* Document text:
:::::
The Final Days of the Brett Kavanaugh Protests

In the past few weeks, hundreds of people, most of them women, have travelled to Washington, D.C., from around the country to oppose the nomination of Brett Kavanaugh to the Supreme Court. Some had scheduled meetings with their elected officials. Others made impromptu visits to senators’ offices, hoping for a stray encounter. When they did make contact, they deployed a strategy known as bird-dogging, asking pointed questions about how a senator would be voting. They spoke about their fears of losing health insurance, access to safe and legal abortion, and safeguards that protect voters’ rights. More than anything else, though, they spoke about having survived sexual assault, and expressed their anger that a credible allegation against the nominee had been disbelieved, as so many of their own stories had been.

Their efforts came to a head at the end of this week. On Thursday, the F.B.I. submitted a report about the allegations against Kavanaugh to the Senate. A single physical copy was placed in a Sensitive Compartmented Information Facility, a guarded room in the basement of the Capitol, where the senators could visit the document. The public was given no knowledge of what the report contained. As this official drama played out in the Capitol, the activists mounted a dogged campaign to influence the last remaining holdouts, and to remind those who had already made up their minds that they were still paying attention.
:::::
* Material:
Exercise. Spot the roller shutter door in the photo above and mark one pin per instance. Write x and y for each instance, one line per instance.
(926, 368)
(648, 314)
:::::
* Set of tasks:
1 - In the article on the Kavanaugh protests, change "Thursday" to "Friday" in the passage between "Their efforts came" and "still paying attention.", inclusive, and give that passage again.
2 - Write what comes next in the article about the Brett Kavanaugh protests, picking up after its final sentence.
The data plays no part in any of this.

* In response:
1 -
Their efforts came to a head at the end of this week. On Friday, the F.B.I. submitted a report about the allegations against Kavanaugh to the Senate. A single physical copy was placed in a Sensitive Compartmented Information Facility, a guarded room in the basement of the Capitol, where the senators could visit the document. The public was given no knowledge of what the report contained. As this official drama played out in the Capitol, the activists mounted a dogged campaign to influence the last remaining holdouts, and to remind those who had already made up their minds that they were still paying attention.

2 -
At 7 A.M. on Thursday, a group of about ten people met up at Union Station, then walked together to Senate Majority Leader Mitch McConnell’s house on a nearby street. “Nothing fancy was done to find his house,” Melissa Byrne, an organizer with Ultra Violet, reassured the group. “Just public records.”

The sun had just risen. The group walked from the train station through streets that were golden and hazy, warm for October, and still quiet. At one corner, a lone woman waiting to cross the street gave the group a quiet thumbs-up. At a deli called the Capitol Hill Supermarket, the group stopped. “Never show up at someone’s house empty-handed,” Jennifer Flynn Walker, the director of mobilization and advocacy at the Center for Popular Democracy Action, said. Inside, she and an activist named Chris Bubser, who had travelled from Los Angeles, filled up some paper cups with coffee. “He’s not going to take this, but we’ll give it to the cops,” Walker said. They bought two Sharpies as well, and inscribed messages on the cup sleeves.

When they arrived on McConnell’s block, they began chanting “Vote no on Kavanaugh.” Then they stopped in front of a townhouse with drawn curtains. A man in a suit with a radio transmitter in his ear stood outside the front door. A parked S.U.V. with tinted windows idled nearby.

“Knock, knock,” Byrne said, in a voice that was raised but friendly in tone. “Senator McConnell, please come outside and have a conversation. Let’s talk about justice. Let’s talk about fairness.”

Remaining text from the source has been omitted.